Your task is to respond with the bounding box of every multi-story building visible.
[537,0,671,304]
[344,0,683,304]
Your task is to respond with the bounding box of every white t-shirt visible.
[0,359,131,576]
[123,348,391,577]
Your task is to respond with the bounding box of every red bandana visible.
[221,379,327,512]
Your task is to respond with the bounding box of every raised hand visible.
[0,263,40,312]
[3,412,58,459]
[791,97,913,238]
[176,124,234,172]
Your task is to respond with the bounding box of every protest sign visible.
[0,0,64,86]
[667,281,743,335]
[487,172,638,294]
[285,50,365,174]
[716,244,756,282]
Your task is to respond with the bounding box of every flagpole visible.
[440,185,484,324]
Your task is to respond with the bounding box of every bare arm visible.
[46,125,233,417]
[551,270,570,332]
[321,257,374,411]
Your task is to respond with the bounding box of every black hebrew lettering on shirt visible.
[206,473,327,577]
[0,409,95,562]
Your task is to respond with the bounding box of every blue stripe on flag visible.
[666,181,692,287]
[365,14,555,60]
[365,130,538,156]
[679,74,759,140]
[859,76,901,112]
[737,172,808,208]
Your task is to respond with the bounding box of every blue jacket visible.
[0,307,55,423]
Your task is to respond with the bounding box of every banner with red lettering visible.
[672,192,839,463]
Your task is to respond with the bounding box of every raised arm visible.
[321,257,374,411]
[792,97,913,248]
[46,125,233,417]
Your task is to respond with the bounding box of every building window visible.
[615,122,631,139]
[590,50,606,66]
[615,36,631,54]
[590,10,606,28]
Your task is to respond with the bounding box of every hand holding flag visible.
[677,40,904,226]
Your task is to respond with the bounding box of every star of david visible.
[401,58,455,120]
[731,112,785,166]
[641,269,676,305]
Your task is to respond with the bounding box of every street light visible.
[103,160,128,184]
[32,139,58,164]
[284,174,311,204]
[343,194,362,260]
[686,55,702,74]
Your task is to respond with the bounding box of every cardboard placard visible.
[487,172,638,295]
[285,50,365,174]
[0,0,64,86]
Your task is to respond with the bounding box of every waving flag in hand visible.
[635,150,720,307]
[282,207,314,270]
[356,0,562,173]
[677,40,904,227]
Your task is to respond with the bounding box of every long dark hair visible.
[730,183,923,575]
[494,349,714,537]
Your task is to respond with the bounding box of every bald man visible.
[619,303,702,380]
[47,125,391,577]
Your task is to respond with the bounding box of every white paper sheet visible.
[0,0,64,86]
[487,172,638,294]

====

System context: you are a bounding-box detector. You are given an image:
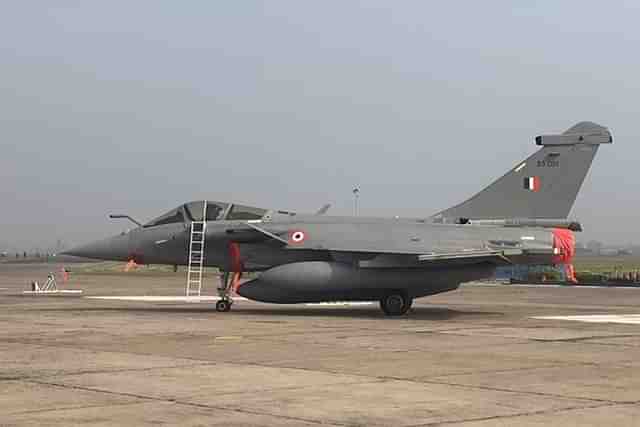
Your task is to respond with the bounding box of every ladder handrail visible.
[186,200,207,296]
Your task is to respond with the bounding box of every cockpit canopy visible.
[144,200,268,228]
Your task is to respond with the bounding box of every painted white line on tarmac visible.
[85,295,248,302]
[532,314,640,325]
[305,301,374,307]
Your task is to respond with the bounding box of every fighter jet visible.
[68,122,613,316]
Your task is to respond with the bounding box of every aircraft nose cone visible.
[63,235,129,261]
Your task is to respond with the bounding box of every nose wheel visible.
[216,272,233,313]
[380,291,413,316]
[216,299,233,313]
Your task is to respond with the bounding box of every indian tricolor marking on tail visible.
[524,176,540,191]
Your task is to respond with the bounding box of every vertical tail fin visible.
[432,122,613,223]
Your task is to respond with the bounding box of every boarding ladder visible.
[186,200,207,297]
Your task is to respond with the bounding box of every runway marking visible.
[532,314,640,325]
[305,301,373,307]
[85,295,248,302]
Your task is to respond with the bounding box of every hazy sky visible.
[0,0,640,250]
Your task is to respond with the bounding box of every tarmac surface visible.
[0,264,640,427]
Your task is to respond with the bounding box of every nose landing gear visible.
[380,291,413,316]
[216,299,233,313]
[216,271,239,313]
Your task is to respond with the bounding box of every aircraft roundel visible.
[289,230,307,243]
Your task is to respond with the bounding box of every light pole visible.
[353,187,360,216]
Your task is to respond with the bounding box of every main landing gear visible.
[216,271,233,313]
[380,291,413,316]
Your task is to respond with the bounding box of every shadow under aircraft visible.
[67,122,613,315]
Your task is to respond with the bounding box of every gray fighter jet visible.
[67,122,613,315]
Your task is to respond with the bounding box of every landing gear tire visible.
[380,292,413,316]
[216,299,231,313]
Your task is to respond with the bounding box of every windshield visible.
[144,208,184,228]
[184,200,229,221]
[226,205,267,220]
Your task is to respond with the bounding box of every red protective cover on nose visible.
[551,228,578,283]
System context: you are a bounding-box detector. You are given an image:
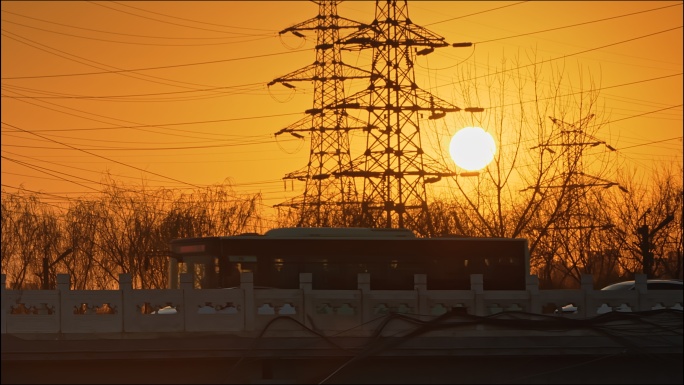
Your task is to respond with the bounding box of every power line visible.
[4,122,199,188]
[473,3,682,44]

====

Problem requirements: Rewrite the stretch from the line containing "main landing gear visible." through the line containing "[216,299,231,313]", changing "gray" to "silver" and keeping the rest unchanged.

Response to this task:
Your task is to respond with the bounding box of every main landing gear visible.
[216,271,233,313]
[380,291,413,316]
Your task is to respond with the bounding box of every shadow under aircraft visible.
[67,122,613,315]
Your task is to respond with the bounding box of every silver fighter jet visible.
[67,122,613,315]
Your task is to respond with the bounding box of every landing gear tire visible.
[380,292,413,316]
[216,299,231,313]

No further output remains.